■ **Action item**: Search the listing for the word "below". Copy every line where it is found.

[Source records Boundary: Start]

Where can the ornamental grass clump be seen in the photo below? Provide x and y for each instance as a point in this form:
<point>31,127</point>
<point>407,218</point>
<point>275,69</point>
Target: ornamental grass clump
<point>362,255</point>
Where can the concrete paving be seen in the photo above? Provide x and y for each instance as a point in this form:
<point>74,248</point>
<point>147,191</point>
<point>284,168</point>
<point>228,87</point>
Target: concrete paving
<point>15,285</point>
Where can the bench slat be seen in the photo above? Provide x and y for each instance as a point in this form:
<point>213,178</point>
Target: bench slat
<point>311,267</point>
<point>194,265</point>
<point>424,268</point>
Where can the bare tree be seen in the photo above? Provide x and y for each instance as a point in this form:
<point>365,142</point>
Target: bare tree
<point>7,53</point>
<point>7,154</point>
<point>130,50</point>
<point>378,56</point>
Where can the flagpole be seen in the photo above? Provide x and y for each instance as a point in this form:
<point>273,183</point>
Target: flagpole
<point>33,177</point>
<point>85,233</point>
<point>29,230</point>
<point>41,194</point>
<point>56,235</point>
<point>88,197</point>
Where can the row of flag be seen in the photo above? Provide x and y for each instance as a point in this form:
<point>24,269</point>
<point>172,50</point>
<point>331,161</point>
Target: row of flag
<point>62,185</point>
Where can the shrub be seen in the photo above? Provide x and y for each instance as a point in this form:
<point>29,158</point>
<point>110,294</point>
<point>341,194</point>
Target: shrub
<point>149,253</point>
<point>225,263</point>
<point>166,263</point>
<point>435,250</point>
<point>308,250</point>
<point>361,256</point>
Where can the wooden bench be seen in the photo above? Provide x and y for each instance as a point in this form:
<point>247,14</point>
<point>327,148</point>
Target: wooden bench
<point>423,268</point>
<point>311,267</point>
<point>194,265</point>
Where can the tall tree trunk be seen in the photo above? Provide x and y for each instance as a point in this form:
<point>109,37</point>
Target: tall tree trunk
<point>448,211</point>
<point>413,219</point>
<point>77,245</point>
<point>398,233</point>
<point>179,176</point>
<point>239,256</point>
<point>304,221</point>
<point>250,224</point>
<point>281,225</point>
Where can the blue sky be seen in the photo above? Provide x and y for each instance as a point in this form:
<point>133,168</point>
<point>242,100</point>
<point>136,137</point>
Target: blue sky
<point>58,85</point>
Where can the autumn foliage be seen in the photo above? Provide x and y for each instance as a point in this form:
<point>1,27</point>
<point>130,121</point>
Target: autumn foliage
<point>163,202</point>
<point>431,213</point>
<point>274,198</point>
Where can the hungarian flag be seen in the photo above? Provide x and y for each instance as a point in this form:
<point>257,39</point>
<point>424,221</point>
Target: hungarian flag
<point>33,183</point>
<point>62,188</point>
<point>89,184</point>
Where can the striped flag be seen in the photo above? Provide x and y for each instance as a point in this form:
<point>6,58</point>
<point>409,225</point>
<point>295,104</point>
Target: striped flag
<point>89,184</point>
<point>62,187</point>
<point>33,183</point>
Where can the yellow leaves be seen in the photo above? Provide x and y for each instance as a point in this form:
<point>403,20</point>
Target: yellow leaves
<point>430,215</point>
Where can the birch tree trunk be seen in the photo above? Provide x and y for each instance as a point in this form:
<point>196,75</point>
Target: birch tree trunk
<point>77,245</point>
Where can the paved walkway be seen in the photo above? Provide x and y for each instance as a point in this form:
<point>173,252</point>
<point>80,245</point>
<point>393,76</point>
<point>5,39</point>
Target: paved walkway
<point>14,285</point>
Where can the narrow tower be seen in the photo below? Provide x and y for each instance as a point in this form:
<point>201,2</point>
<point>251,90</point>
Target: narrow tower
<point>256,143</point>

[Source records Boundary: End]

■ **Response**:
Where can the ornamental grass clump be seen in the photo below? Provide x and y for each instance as a point in this form:
Where can the narrow tower be seen in the photo below? Provide x and y for each instance as a point in this form:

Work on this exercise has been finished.